§ Your goal:
Copy out every line of the entries below in which the string "lake" appears, showing each one in full.

§ Records:
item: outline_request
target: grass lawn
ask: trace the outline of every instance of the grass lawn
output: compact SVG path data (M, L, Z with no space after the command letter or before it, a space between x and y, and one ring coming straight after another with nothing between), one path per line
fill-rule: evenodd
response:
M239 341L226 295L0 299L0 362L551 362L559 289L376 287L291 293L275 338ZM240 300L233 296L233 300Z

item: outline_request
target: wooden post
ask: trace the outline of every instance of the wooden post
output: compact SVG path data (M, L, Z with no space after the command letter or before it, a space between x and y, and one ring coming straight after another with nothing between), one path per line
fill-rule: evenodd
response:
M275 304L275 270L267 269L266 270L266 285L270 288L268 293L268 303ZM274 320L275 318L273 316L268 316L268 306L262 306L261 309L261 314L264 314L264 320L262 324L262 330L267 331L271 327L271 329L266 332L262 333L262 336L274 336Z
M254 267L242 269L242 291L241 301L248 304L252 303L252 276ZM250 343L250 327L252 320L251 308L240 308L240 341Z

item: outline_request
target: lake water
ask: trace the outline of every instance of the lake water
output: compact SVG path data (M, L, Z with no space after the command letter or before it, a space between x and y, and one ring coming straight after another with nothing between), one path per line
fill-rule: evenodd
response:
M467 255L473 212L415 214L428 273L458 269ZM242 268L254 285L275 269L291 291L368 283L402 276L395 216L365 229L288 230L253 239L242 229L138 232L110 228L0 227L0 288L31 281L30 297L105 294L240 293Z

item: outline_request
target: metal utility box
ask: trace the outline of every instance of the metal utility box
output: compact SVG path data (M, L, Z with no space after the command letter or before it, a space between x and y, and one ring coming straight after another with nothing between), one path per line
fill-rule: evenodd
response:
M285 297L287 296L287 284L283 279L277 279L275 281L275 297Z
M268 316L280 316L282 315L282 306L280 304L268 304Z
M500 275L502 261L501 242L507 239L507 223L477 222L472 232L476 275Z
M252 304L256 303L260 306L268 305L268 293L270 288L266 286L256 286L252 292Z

--

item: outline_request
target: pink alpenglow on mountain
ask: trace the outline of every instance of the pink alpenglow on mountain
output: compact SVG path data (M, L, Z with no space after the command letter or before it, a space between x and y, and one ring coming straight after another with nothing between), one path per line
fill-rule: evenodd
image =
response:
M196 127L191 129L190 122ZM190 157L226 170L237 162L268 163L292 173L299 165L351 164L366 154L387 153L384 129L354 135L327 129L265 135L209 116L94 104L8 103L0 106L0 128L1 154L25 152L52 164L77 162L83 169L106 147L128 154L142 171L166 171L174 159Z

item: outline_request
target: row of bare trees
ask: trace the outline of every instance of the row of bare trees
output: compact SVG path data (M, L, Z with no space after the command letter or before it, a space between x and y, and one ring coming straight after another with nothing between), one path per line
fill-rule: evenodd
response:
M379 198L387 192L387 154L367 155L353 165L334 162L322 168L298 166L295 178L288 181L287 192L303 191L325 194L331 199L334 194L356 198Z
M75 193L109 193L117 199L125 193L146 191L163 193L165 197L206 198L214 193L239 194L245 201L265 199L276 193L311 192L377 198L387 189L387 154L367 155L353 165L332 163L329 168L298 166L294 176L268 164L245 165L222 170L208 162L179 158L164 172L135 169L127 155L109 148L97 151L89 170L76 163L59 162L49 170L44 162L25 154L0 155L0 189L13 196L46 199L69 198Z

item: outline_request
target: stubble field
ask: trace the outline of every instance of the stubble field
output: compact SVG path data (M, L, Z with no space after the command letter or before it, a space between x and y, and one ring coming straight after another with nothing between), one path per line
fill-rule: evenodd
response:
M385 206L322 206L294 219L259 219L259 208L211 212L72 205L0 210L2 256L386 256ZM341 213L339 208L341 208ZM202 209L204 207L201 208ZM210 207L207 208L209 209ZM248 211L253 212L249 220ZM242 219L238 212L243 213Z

==

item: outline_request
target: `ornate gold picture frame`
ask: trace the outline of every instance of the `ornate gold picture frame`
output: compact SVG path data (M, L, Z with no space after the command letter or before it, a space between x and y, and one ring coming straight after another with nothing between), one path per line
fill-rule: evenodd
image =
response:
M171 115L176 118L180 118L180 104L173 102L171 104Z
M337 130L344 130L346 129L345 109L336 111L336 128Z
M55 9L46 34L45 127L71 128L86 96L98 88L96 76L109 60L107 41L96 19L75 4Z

§ Result below:
target: lake water
ask: trace the outline of every instance of the lake water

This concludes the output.